Work to be completed: Return all the entries exactly, keeping pictures out.

==== Information supplied ====

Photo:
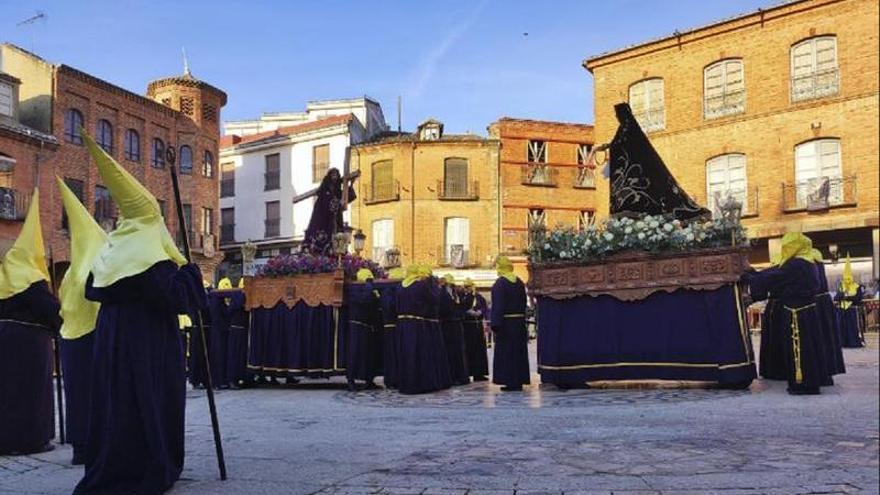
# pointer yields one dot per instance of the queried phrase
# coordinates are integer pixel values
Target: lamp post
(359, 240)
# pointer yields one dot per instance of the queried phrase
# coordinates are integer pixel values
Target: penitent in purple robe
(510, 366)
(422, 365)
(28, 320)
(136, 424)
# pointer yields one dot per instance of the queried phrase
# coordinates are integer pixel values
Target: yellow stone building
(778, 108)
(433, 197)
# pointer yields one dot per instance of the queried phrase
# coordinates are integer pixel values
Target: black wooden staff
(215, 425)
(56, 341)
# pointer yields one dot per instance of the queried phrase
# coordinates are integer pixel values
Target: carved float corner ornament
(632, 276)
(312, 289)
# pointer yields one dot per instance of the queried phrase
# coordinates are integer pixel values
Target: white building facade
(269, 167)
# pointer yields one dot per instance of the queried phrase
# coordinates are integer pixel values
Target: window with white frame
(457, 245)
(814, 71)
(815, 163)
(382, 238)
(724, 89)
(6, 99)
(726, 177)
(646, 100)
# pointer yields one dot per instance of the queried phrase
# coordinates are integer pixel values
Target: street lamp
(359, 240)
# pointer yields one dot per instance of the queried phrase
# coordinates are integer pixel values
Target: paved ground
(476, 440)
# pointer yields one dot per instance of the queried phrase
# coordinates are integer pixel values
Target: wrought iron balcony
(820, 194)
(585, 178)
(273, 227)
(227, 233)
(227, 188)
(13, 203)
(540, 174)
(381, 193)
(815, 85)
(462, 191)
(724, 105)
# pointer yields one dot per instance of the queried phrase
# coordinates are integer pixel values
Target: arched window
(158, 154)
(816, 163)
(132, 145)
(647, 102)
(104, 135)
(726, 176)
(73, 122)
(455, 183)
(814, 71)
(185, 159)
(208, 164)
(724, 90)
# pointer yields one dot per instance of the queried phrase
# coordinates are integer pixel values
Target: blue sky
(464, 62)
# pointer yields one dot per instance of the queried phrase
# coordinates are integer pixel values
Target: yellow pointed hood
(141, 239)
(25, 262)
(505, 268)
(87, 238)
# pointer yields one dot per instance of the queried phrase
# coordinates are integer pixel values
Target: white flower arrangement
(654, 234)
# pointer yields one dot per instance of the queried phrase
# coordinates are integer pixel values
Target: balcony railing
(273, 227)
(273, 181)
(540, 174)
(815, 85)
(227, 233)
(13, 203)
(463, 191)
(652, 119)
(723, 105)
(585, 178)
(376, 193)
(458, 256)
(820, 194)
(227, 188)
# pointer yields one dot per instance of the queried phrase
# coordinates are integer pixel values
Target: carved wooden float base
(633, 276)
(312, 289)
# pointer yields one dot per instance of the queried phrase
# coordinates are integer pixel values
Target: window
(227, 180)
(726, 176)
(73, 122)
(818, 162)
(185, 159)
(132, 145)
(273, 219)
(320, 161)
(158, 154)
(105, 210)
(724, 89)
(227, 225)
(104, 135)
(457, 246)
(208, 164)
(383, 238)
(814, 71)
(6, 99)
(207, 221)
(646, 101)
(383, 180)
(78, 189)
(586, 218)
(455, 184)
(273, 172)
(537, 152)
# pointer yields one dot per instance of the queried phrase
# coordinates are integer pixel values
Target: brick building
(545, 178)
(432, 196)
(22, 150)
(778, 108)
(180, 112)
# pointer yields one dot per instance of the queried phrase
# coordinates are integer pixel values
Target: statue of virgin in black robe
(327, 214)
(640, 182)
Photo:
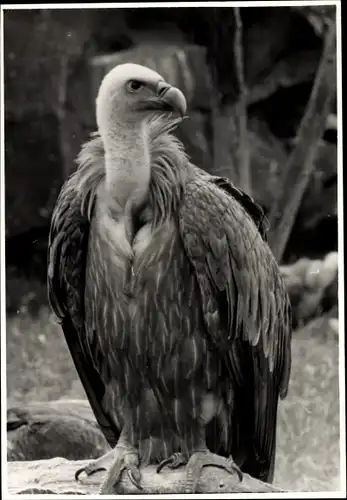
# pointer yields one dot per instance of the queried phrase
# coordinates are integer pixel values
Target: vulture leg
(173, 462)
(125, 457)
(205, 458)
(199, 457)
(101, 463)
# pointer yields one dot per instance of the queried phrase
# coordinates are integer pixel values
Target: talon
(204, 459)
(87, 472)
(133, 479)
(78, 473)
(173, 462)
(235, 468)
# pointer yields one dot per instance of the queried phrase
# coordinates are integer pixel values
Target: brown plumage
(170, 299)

====

In response:
Photo:
# pointer yields one dot per instance of the queried phrase
# coordinates are integer pixel values
Target: lamp post
(359, 240)
# pointer yields one dot per instance of the queried phrase
# coordinates are integer pixel values
Target: penitent in purple robe
(510, 366)
(422, 365)
(28, 320)
(136, 424)
# pointer yields one dot per instance of the queried phrase
# coordinates are integer pixel values
Target: yellow stone building
(778, 108)
(433, 197)
# pointer yields one dot per instance of the queried phrase
# coordinates are integer pixel values
Target: black wooden staff
(215, 425)
(56, 341)
# pointer yields one dot per instance of the queried phrase
# coordinates are integer pixel values
Target: carved float corner ornament
(632, 276)
(312, 289)
# pointer yields one dot per instance of the queried phrase
# coordinates are integer pixel values
Target: white building facade
(269, 167)
# pointer yields one dot per instance of the queried phrase
# coordinates are integer pixel values
Target: window with white frame
(457, 245)
(814, 71)
(815, 163)
(382, 238)
(724, 89)
(6, 99)
(726, 177)
(646, 100)
# pointer yields one dot per instance of the queried phrase
# coordinates are integer pixel values
Target: street lamp
(359, 240)
# pointer yields one dot per instance of the queried phrase
# coordinates are integer pixel values
Target: paved ground
(476, 440)
# pointer yields one dot per instance of the queried phrase
# coordinates are integer pixel values
Target: wrought iron balcony
(820, 194)
(585, 178)
(273, 227)
(227, 233)
(227, 188)
(13, 203)
(540, 174)
(381, 193)
(815, 85)
(462, 191)
(724, 105)
# pointer yields one dot per instance of the queried phrase
# coordinates are integer pixel values
Target: arched window
(158, 154)
(816, 163)
(132, 145)
(647, 102)
(104, 135)
(726, 176)
(73, 122)
(455, 183)
(814, 71)
(185, 159)
(208, 164)
(724, 90)
# pointer yields one dot per instance of the queried phrase
# coordinates are integer pixel values
Target: blue sky
(464, 62)
# pointer yields one dot per instance of the queried phrase
# coordinates are integer pixel values
Target: yellow pointed hood
(141, 239)
(25, 262)
(505, 268)
(87, 238)
# pointer yields one dot per instance of the queried phrase
# coordinates are integer pixel values
Target: white flower arrangement
(654, 234)
# pointer yields one dot per instance of the queried phrase
# coordinates are integer pixel values
Target: balcony railing
(273, 227)
(273, 181)
(540, 174)
(815, 85)
(227, 233)
(13, 203)
(463, 191)
(652, 119)
(723, 105)
(585, 178)
(376, 193)
(458, 256)
(820, 194)
(227, 188)
# pointer yields one dot per instance of the queried phrase
# coordinates are integer pixel values
Target: carved wooden float base
(633, 276)
(312, 289)
# pointer yields one dot per instance of the queried phrase
# coordinates are integer pixel values
Target: window
(227, 180)
(726, 176)
(73, 122)
(818, 162)
(185, 159)
(132, 145)
(273, 219)
(320, 161)
(158, 154)
(105, 210)
(724, 89)
(227, 225)
(104, 135)
(457, 246)
(208, 164)
(383, 238)
(814, 71)
(6, 99)
(207, 221)
(646, 101)
(383, 180)
(78, 189)
(586, 218)
(455, 184)
(273, 172)
(537, 152)
# pointer yields one dot per instance of the queried phrase
# coordinates are integer pixel values
Target: brick building
(545, 178)
(432, 196)
(22, 150)
(778, 108)
(180, 112)
# pointer yields one dot per instance of the queried phrase
# coordinates are integer pixel values
Target: statue of virgin in black robe
(327, 214)
(640, 182)
Photo:
# pointer yields one dot per instance of the queried phrase
# coordinates are integer pixel values
Target: vulture leg
(173, 462)
(125, 457)
(205, 458)
(199, 457)
(101, 463)
# pointer yields one dot per instance of the queried phrase
# coordinates are integer pixel values
Target: talon
(204, 459)
(87, 472)
(133, 479)
(78, 473)
(173, 462)
(235, 468)
# pointer yields one dot per instance of the queried phrase
# coordinates are integer pixel values
Target: brown plumage
(170, 299)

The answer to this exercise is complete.